* _About this task_
Can you return the entire article below about the stage version of A Fortunate Man, word for word?

* _Quoted passage_
■ ■ ■ ■ ■ ■ ■

Fifty years ago artist, visionary and writer John Berger and Swiss photographer Jean Mohr published A Fortunate Man, a meditation on the role of a doctor that is still widely read by doctors today. It followed the day-to-day life of English country GP John Sassall, witnessing through storytelling and photography his compassion as well as his practice as a physician. Fifteen years after the book's publication, the doctor John Sassall committed suicide.
Taking this tragic event as a starting point, New Perspectives have teamed up with theatre maker Michael Pinchbeck to present the UK's first ever staging of the book to coincide with the 70th anniversary of the NHS. Intertwining the words and experiences of the stoic mid-1960s country doctor, with archive footage, images, and interviews with present day medical practitioners, A Fortunate Man is an urgent exploration of the highs and lows of healthcare and how we care for those who care for us.
Writer and director Michael Pinchbeck has been developing this work through an extensive period of research, interviewing medical practitioners across the country as well as having rare contact with Sasall's remaining family. He said:
"A Fortunate Man speaks of the way a doctor works, but back when the relationship between a doctor and their patients was very different to today. There's a kind of romanticism about it, between the doctor and his work, the author and his subject. There is a lot of topical debate about the state of the NHS so we want to look at how things have changed since it was written."
John Berger was an art critic, novelist, painter and poet who died in January 2017. He won the Booker Prize for his novel G in 1972 and is widely known for his seminal study of art, Ways of Seeing. His family has given their warm blessing to this first UK adaptation of this major book. New Perspectives Artistic Director, Jack McNamara said:
"More than offering a celebration of the book, this project has given us an opportunity to really question what it means to be a doctor and explore the often hidden complexities of that role. Our production takes the book as a starting point to open up one of the most pressing subjects of our time in a year when it is under unprecedented strain."
The piece was originally developed as a part of an Emerging Perspectives project last year. Emerging Perspectives is a programme offering professional development for artists across the East Midlands where the company is based. Activity for 2018 includes a collaboration with communities in Boston, South Lincolnshire on what makes a Bostonian today, a continued relationship with the Belgian-based disabled artist Thibault Delferiere New Perspectives' collaborating with the performance artist on Sisyphus at Birmingham's Be Festival in June and in the Autumn touring a new commission as a first time co-production with rural touring company Pentabus.

■ ■ ■ ■ ■ ■ ■

* _Records supplied_
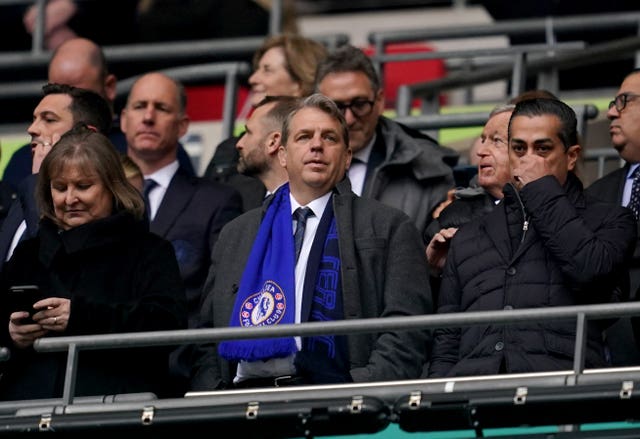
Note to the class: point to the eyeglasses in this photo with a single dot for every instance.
(359, 107)
(621, 100)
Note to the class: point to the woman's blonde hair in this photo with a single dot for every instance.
(93, 153)
(302, 56)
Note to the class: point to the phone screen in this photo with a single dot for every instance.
(22, 298)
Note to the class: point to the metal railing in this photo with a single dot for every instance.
(476, 402)
(37, 45)
(166, 338)
(548, 27)
(429, 91)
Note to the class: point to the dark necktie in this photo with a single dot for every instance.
(300, 215)
(634, 202)
(149, 184)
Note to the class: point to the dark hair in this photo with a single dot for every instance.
(568, 132)
(94, 56)
(348, 58)
(92, 152)
(276, 116)
(301, 56)
(86, 106)
(322, 103)
(533, 94)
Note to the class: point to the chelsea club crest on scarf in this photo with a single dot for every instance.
(266, 307)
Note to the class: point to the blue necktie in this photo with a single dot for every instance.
(634, 202)
(300, 215)
(149, 184)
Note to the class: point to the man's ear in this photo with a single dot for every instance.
(379, 102)
(273, 142)
(573, 154)
(282, 156)
(110, 87)
(183, 125)
(123, 120)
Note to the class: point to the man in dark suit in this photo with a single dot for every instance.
(393, 164)
(59, 110)
(81, 63)
(349, 257)
(186, 210)
(616, 187)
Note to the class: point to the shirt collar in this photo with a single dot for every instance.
(364, 153)
(164, 175)
(317, 206)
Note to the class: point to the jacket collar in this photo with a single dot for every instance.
(425, 158)
(114, 228)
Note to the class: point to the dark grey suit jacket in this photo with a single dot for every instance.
(191, 216)
(620, 339)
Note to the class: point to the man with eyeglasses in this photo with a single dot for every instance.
(394, 164)
(618, 187)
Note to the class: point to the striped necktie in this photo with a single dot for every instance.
(300, 215)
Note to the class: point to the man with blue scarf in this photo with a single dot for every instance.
(358, 259)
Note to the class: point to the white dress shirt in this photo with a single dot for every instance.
(162, 177)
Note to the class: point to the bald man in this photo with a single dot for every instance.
(81, 63)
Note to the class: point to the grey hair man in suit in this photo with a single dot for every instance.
(617, 187)
(186, 210)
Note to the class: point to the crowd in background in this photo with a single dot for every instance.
(326, 210)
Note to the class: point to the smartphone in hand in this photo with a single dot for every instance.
(22, 298)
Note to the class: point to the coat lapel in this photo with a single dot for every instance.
(496, 225)
(175, 200)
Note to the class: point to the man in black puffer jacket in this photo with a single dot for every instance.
(546, 244)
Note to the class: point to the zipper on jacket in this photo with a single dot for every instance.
(525, 224)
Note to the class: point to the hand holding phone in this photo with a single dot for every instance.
(22, 298)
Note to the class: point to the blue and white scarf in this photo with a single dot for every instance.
(266, 295)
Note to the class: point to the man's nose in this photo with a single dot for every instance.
(70, 197)
(349, 117)
(149, 113)
(33, 130)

■ ■ ■ ■ ■ ■ ■

* _Result for this task_
Fifty years ago artist, visionary and writer John Berger and Swiss photographer Jean Mohr published A Fortunate Man, a meditation on the role of a doctor that is still widely read by doctors today. It followed the day-to-day life of English country GP John Sassall, witnessing through storytelling and photography his compassion as well as his practice as a physician. Fifteen years after the book's publication, the doctor John Sassall committed suicide.
Taking this tragic event as a starting point, New Perspectives have teamed up with theatre maker Michael Pinchbeck to present the UK's first ever staging of the book to coincide with the 70th anniversary of the NHS. Intertwining the words and experiences of the stoic mid-1960s country doctor, with archive footage, images, and interviews with present day medical practitioners, A Fortunate Man is an urgent exploration of the highs and lows of healthcare and how we care for those who care for us.
Writer and director Michael Pinchbeck has been developing this work through an extensive period of research, interviewing medical practitioners across the country as well as having rare contact with Sasall's remaining family. He said:
"A Fortunate Man speaks of the way a doctor works, but back when the relationship between a doctor and their patients was very different to today. There's a kind of romanticism about it, between the doctor and his work, the author and his subject. There is a lot of topical debate about the state of the NHS so we want to look at how things have changed since it was written."
John Berger was an art critic, novelist, painter and poet who died in January 2017. He won the Booker Prize for his novel G in 1972 and is widely known for his seminal study of art, Ways of Seeing. His family has given their warm blessing to this first UK adaptation of this major book. New Perspectives Artistic Director, Jack McNamara said:
"More than offering a celebration of the book, this project has given us an opportunity to really question what it means to be a doctor and explore the often hidden complexities of that role. Our production takes the book as a starting point to open up one of the most pressing subjects of our time in a year when it is under unprecedented strain."
The piece was originally developed as a part of an Emerging Perspectives project last year. Emerging Perspectives is a programme offering professional development for artists across the East Midlands where the company is based. Activity for 2018 includes a collaboration with communities in Boston, South Lincolnshire on what makes a Bostonian today, a continued relationship with the Belgian-based disabled artist Thibault Delferiere New Perspectives' collaborating with the performance artist on Sisyphus at Birmingham's Be Festival in June and in the Autumn touring a new commission as a first time co-production with rural touring company Pentabus.